[BEGIN]

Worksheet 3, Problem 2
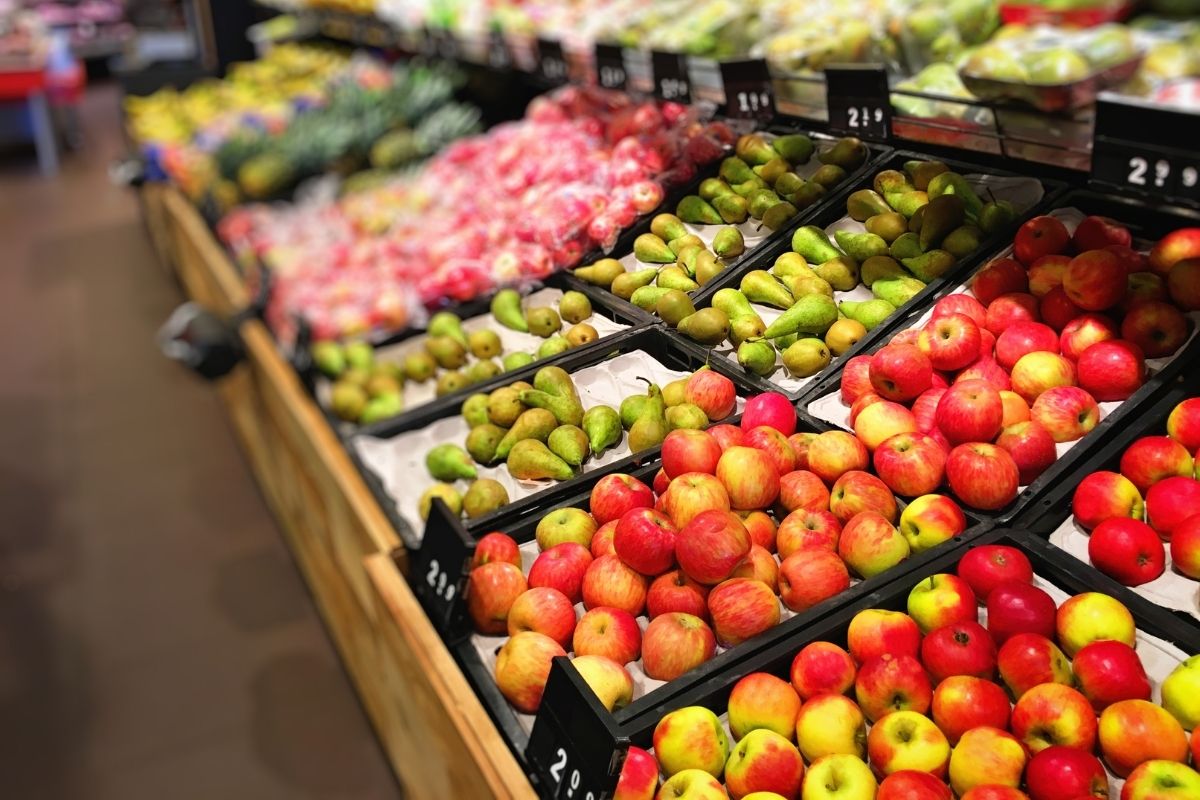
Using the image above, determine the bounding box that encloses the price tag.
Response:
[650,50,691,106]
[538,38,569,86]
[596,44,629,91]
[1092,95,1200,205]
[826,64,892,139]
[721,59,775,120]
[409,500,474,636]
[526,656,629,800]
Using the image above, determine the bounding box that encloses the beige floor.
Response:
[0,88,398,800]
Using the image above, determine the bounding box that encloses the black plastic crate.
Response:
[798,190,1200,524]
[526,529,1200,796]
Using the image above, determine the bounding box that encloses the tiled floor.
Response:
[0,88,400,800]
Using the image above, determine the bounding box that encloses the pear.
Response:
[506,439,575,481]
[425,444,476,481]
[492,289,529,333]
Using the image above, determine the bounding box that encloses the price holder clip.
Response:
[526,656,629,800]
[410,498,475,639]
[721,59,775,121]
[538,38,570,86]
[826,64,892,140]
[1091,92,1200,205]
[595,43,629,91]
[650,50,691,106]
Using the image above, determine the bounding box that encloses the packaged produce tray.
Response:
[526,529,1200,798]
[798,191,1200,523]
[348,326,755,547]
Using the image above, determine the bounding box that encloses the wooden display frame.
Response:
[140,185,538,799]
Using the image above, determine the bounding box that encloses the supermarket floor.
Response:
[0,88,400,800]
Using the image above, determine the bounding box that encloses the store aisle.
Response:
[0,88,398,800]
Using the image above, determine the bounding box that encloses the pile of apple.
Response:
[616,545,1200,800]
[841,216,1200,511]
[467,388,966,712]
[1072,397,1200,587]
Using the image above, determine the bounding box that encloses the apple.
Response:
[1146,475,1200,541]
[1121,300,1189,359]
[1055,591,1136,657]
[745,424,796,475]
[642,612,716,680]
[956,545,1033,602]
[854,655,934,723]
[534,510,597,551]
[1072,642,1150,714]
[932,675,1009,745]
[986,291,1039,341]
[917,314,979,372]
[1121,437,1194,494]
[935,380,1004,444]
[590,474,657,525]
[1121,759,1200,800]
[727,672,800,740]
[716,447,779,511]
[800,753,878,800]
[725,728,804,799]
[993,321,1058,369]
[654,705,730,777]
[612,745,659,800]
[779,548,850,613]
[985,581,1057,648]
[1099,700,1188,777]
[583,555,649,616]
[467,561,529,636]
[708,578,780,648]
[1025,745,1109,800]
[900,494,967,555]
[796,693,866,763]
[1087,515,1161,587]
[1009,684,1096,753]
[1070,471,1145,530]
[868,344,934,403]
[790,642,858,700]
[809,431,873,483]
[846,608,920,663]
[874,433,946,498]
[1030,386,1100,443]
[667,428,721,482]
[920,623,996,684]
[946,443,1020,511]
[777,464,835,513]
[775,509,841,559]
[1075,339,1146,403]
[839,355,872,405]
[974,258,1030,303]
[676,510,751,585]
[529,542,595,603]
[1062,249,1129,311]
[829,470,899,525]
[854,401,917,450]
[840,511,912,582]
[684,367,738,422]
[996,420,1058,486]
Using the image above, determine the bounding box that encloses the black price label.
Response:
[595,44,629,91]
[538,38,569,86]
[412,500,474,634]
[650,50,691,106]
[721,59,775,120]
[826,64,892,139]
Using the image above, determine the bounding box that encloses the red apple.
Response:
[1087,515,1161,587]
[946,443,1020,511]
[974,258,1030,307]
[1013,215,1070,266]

[END]
[BEGIN]

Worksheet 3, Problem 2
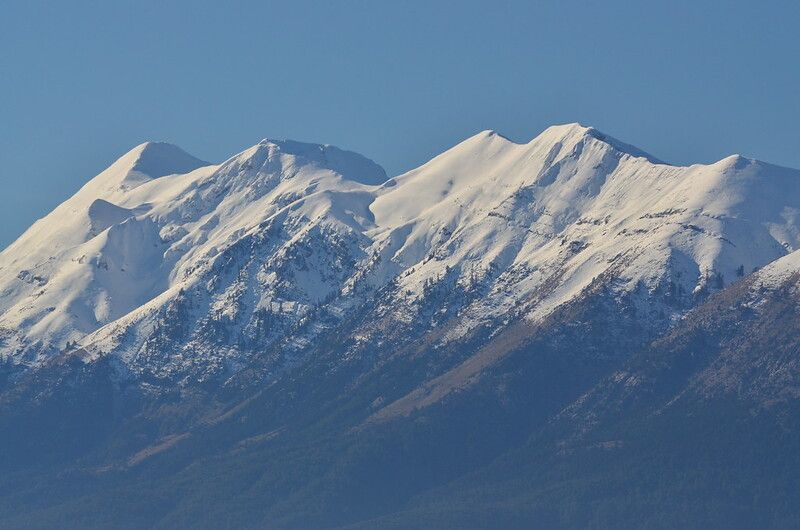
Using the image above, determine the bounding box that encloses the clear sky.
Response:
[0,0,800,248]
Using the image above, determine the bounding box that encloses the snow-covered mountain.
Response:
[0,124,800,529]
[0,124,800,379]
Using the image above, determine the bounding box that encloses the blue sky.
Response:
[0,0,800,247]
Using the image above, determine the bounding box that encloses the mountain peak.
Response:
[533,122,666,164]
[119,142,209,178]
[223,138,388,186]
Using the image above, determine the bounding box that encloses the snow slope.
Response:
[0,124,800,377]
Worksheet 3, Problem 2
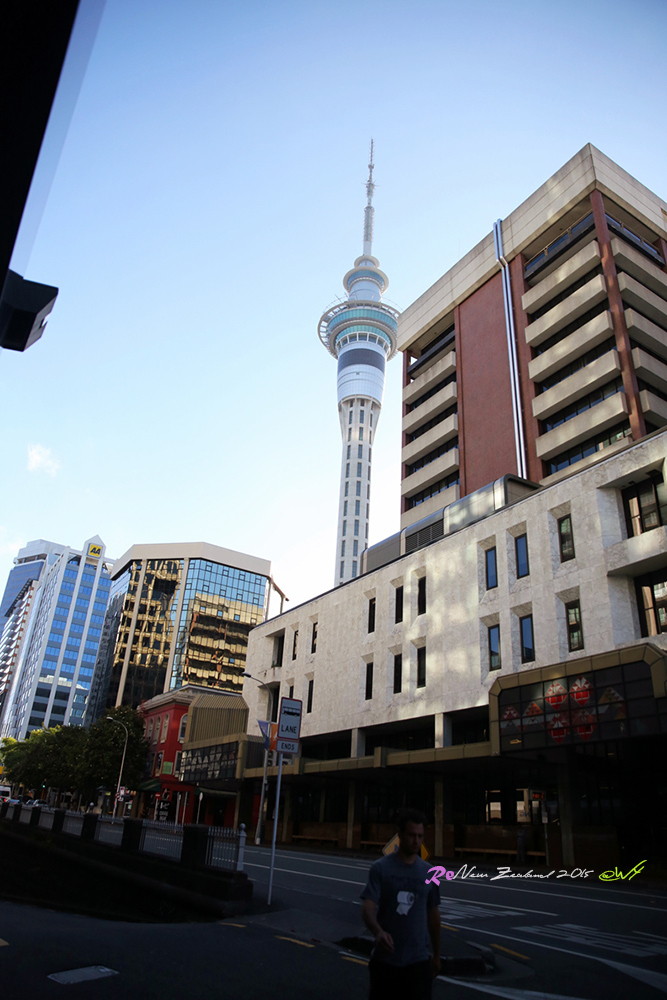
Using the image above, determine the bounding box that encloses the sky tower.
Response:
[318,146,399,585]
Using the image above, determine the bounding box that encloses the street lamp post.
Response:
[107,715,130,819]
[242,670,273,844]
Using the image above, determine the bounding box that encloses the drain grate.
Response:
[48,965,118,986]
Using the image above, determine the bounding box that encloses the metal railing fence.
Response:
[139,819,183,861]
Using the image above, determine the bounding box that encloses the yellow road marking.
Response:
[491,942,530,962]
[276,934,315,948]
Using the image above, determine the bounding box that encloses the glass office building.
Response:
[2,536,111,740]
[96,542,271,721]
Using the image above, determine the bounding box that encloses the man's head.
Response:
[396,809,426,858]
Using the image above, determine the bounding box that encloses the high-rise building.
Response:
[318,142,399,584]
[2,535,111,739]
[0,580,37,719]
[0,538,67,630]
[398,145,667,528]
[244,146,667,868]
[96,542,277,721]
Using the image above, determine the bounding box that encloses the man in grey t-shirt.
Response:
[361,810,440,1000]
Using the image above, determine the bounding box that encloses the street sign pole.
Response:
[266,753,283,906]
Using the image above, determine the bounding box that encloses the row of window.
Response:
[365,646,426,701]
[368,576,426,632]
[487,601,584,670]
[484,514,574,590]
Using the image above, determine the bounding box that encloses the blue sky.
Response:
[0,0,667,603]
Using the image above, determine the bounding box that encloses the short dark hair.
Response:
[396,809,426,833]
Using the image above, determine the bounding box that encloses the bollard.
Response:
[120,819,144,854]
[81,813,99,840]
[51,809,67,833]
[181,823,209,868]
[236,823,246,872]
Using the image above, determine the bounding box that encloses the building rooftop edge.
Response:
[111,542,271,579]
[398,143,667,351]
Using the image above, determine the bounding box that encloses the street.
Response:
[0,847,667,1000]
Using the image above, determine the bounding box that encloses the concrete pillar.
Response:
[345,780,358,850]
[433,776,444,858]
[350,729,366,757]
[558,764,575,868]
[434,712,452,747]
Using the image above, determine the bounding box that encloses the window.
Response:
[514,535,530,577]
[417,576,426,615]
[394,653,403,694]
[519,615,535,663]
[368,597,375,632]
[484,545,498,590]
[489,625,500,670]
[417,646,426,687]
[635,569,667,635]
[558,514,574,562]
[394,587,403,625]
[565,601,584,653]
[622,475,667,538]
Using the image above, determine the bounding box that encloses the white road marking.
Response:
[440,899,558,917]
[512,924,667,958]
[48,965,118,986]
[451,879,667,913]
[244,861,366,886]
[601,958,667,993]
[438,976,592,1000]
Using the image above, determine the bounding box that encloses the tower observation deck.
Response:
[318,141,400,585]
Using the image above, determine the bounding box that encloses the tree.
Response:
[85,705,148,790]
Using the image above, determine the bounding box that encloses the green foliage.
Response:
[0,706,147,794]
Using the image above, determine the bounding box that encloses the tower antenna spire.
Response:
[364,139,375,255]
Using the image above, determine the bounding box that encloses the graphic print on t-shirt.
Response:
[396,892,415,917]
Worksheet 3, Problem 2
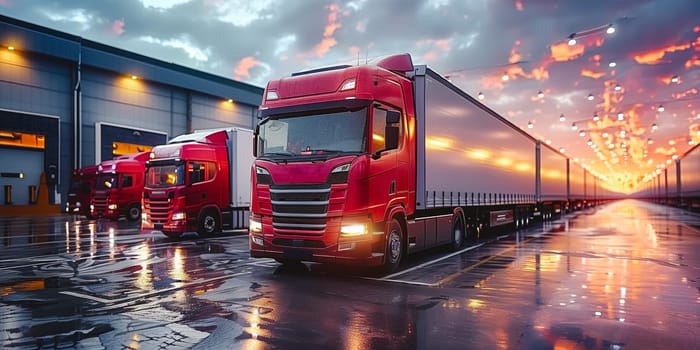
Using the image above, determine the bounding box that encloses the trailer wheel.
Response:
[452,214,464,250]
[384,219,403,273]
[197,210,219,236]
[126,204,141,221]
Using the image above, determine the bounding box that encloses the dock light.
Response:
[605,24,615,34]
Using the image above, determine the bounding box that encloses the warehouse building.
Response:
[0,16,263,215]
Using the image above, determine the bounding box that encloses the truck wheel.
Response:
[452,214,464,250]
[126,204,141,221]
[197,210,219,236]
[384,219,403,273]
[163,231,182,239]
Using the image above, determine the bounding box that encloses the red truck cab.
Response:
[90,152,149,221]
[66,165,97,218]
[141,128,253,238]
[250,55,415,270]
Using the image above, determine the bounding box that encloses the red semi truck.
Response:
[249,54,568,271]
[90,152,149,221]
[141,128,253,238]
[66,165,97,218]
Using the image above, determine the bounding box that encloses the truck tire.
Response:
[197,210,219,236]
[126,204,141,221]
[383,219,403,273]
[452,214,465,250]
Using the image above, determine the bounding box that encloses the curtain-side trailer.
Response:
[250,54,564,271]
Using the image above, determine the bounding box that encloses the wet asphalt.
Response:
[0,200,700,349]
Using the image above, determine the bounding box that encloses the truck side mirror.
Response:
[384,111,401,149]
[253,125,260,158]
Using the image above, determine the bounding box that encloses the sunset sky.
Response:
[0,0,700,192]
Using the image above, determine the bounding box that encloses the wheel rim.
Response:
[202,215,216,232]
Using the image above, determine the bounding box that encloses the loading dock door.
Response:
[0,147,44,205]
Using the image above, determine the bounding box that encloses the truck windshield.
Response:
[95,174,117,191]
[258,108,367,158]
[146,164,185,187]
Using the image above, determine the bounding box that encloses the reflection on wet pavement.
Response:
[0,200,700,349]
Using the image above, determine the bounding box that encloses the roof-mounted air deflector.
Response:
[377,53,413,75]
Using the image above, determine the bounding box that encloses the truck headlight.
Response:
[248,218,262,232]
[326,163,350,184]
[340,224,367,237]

[END]

Objective:
Convert the lines from the one containing "white road marking." through the one containing "[85,705,148,790]", both included, into a JSON list of strings with one string per line and no blank lines.

Answer for this exercise:
[
  "Using the image above, determine the bounding box that encloses the white road marking.",
  "Response:",
  "[440,899,558,917]",
  "[512,924,667,958]",
  "[48,965,118,986]",
  "[451,879,667,913]",
  "[244,861,366,886]",
  "[601,958,667,993]",
  "[438,976,592,1000]",
  "Using the image above, determine the bounding box that encloses the tower observation deck.",
  "Response:",
  "[318,141,400,585]",
  "Using the image above, determine the bounding box that encloses the tree.",
  "Response:",
  "[85,705,148,790]"
]